WHAT THE TASK ASKS
When the word "tree" appears in a line of the data below, list that line.

Excerpts from a dataset:
■ ■ ■ ■

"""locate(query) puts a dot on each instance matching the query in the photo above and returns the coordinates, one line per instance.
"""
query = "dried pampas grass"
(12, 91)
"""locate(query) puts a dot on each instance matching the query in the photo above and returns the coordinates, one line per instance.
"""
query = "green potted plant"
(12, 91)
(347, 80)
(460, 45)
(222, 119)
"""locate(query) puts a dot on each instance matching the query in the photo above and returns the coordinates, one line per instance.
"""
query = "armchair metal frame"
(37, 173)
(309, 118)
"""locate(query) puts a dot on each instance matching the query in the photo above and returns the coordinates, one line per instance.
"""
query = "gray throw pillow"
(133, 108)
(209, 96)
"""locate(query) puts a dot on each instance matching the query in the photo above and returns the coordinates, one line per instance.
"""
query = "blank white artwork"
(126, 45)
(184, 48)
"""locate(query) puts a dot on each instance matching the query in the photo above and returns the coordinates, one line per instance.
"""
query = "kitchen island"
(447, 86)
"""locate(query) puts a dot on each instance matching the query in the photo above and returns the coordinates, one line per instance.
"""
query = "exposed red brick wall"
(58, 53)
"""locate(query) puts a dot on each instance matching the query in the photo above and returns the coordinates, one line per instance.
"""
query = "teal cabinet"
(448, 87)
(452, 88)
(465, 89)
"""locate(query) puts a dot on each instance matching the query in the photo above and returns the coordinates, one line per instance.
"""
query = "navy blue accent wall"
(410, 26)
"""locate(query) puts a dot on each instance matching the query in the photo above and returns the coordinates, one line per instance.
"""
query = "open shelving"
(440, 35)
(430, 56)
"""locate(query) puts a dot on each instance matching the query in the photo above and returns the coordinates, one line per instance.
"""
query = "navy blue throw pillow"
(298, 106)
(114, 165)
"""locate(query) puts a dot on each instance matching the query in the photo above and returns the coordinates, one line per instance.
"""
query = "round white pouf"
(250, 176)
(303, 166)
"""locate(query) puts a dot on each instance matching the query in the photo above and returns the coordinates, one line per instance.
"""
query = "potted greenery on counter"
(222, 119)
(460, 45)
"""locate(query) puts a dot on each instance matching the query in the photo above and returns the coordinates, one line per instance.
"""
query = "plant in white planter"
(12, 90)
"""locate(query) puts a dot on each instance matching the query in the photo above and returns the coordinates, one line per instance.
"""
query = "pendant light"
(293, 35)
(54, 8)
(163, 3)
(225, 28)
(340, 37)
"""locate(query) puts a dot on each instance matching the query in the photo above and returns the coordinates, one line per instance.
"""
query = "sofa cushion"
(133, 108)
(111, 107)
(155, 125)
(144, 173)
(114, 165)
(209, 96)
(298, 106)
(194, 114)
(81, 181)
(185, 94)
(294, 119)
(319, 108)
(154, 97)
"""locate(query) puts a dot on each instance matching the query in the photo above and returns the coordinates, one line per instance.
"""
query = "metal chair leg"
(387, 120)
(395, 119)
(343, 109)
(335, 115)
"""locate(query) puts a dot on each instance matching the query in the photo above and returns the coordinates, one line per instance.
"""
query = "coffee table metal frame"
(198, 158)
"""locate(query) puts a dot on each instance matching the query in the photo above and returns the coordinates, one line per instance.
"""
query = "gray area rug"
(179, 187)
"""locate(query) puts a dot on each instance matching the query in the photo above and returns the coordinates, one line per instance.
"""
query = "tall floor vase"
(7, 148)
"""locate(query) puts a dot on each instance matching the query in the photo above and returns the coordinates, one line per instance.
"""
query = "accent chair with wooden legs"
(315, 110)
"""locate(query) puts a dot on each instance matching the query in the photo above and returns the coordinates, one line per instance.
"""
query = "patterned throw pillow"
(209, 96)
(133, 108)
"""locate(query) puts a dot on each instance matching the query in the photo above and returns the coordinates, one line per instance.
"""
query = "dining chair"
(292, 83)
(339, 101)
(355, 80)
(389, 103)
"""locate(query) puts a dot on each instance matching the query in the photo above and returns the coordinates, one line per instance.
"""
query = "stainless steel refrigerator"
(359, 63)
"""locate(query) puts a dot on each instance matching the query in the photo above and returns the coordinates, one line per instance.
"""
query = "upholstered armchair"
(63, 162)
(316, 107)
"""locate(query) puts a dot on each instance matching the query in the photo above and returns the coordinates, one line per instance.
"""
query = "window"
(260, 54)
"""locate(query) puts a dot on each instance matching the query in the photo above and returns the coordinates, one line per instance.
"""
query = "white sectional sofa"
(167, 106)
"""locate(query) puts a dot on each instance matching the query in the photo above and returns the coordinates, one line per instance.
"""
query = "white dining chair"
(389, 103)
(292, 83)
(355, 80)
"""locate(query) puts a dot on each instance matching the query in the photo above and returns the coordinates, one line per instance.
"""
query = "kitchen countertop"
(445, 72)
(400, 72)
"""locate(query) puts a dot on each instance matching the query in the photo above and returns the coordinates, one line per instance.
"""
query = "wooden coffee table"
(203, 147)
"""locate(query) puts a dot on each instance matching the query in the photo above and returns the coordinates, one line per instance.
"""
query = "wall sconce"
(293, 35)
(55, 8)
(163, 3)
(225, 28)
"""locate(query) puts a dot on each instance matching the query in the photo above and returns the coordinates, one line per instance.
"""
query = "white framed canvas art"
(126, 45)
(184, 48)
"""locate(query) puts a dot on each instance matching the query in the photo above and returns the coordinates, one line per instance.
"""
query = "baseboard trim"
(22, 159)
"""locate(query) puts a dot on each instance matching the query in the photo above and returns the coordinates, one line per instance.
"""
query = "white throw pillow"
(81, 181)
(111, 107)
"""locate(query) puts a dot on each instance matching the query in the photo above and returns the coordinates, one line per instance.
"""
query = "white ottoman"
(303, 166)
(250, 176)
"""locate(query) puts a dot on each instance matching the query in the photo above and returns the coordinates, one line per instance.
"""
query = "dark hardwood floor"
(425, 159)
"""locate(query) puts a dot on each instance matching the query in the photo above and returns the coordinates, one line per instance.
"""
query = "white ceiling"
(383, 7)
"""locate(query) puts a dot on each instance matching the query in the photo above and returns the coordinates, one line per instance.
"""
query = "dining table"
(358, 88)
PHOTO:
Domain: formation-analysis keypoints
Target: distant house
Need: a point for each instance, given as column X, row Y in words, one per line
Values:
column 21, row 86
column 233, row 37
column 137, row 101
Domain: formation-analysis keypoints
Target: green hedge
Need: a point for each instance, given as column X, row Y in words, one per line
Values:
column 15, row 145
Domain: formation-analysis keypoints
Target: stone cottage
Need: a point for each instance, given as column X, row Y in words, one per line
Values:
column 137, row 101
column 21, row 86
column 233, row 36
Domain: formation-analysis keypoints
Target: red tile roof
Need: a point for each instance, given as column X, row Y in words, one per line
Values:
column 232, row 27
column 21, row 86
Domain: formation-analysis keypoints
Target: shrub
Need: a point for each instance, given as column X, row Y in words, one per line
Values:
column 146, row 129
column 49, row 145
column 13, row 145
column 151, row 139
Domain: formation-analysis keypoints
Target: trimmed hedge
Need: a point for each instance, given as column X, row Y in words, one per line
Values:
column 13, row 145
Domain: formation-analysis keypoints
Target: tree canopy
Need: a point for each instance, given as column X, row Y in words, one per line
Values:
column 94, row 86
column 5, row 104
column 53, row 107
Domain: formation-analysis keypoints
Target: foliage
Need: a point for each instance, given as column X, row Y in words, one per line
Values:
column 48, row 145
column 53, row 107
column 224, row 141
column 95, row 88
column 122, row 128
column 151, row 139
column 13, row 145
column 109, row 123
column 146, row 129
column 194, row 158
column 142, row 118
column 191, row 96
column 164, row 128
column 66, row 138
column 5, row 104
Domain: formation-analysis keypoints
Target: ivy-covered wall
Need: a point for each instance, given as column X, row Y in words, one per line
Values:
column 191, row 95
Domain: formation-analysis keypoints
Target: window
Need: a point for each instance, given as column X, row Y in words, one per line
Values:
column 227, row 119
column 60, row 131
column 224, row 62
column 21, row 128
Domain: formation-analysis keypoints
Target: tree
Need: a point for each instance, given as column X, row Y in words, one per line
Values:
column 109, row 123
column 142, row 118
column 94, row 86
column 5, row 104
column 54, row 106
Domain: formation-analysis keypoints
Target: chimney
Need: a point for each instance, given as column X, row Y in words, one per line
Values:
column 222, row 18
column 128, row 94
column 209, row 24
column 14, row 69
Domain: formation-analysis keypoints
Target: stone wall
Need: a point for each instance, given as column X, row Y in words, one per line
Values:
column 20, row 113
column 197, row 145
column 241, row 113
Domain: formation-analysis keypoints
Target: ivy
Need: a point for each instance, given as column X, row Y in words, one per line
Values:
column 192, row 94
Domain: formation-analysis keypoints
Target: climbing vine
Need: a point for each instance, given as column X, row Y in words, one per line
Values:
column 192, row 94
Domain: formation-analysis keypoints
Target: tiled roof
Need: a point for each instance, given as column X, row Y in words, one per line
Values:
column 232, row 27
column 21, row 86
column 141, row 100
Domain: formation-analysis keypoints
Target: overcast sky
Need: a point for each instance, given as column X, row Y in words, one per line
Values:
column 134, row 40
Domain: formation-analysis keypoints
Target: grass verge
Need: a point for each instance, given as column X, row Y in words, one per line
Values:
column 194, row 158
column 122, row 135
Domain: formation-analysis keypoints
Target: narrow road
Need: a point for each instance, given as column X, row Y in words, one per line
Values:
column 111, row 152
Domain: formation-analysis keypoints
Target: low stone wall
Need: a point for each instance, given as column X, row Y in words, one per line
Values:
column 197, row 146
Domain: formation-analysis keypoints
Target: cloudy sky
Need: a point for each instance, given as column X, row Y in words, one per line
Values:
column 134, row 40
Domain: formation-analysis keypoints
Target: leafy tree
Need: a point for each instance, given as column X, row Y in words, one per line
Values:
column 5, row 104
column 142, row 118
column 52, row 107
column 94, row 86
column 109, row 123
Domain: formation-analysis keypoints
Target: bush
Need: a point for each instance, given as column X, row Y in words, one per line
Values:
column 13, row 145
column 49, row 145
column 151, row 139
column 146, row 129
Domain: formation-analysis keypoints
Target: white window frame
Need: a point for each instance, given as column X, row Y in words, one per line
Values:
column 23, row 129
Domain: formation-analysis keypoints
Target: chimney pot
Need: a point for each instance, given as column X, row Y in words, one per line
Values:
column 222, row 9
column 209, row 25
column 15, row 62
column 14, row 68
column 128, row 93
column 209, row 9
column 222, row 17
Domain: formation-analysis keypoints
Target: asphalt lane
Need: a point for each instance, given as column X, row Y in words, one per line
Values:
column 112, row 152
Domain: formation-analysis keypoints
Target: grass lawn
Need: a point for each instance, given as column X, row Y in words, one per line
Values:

■ ■ ■ ■

ANSWER FOR THE TASK
Target: tree canopy
Target: tree
Target: leafy tree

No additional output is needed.